DIRECTIONS FOR THIS TASK —
Print the rows below exactly, from their first line through the line containing "72], [85, 75]]", with both of those lines included.

EXTRACTED DATA —
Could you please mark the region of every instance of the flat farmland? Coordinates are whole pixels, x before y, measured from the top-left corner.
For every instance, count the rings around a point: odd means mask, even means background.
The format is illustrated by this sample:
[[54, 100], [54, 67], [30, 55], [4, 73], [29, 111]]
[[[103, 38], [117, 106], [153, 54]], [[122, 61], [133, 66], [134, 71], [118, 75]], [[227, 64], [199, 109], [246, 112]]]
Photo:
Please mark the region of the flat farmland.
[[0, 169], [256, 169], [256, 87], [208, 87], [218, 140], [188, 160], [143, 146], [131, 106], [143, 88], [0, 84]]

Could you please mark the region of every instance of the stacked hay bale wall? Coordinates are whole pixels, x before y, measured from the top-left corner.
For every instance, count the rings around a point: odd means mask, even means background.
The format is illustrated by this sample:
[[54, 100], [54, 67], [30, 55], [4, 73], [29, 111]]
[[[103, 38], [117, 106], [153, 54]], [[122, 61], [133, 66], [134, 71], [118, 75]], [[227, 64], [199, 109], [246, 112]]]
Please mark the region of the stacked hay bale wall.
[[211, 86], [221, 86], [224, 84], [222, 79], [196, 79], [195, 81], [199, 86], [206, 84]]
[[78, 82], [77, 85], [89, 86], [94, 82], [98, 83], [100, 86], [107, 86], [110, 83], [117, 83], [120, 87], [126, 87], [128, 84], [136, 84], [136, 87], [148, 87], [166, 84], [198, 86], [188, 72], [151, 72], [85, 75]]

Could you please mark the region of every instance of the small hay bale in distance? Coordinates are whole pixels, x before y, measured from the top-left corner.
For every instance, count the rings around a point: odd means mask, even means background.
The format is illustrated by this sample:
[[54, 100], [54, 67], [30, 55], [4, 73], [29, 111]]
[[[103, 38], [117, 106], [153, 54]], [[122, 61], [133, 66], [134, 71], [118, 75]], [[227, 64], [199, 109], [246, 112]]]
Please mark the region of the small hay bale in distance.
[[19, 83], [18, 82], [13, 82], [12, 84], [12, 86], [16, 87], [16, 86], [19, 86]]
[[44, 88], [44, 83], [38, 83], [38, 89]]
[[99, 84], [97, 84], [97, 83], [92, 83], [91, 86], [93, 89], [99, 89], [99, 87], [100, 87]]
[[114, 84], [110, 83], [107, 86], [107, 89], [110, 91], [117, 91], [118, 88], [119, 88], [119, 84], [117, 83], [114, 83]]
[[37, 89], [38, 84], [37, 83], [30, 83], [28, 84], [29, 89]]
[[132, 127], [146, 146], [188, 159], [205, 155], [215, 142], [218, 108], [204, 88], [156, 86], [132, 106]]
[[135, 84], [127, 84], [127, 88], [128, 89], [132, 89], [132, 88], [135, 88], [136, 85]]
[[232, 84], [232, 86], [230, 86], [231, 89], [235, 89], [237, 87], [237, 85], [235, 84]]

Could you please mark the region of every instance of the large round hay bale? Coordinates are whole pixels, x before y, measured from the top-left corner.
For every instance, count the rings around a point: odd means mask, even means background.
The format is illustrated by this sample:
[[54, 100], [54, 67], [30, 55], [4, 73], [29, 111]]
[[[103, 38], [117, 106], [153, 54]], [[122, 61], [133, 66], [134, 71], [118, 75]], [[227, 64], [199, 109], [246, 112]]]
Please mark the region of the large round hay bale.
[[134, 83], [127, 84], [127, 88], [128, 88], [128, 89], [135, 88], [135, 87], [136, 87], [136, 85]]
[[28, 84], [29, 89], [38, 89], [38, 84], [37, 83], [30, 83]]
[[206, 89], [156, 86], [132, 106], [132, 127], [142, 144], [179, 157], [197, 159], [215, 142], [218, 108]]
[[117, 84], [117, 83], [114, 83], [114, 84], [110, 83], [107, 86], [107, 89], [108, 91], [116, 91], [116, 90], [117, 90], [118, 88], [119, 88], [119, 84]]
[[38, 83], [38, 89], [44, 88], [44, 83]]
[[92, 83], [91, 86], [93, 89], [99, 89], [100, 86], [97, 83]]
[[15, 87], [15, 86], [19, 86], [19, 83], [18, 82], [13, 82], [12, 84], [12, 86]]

WRITTEN SOLUTION —
Could you please mark the region of every instance of the flat farmland? Coordinates are whole pixels, x before y, measured from the top-left corner.
For every instance, count the rings around a point: odd means mask, even means background.
The format is illustrated by this sample:
[[54, 100], [54, 67], [30, 55], [4, 73], [29, 111]]
[[[103, 38], [117, 106], [153, 54]], [[122, 61], [133, 66], [134, 71], [118, 75]], [[227, 64], [199, 109], [246, 112]]]
Photo:
Please mark the region of the flat farmland.
[[0, 169], [256, 169], [256, 87], [208, 87], [218, 140], [188, 160], [143, 146], [131, 106], [143, 88], [0, 84]]

Could you please mark the region of every instance of the stacked hay bale wall? Coordinates are whole pixels, x before y, measured from the top-left corner.
For every instance, count the rings around a point: odd means mask, even means background.
The format is illustrated by this sample:
[[54, 100], [54, 67], [30, 55], [4, 73], [29, 111]]
[[[103, 38], [117, 106], [153, 54]], [[122, 61], [133, 66], [134, 71], [118, 75]], [[227, 64], [199, 109], [246, 112]]]
Please mark the region of the stacked hay bale wall.
[[211, 86], [221, 86], [224, 84], [222, 79], [196, 79], [195, 81], [199, 86], [206, 84]]
[[78, 82], [77, 85], [89, 86], [94, 82], [98, 83], [100, 86], [107, 86], [110, 83], [117, 83], [120, 87], [126, 87], [128, 84], [136, 84], [136, 87], [148, 87], [166, 84], [198, 86], [188, 72], [151, 72], [85, 75]]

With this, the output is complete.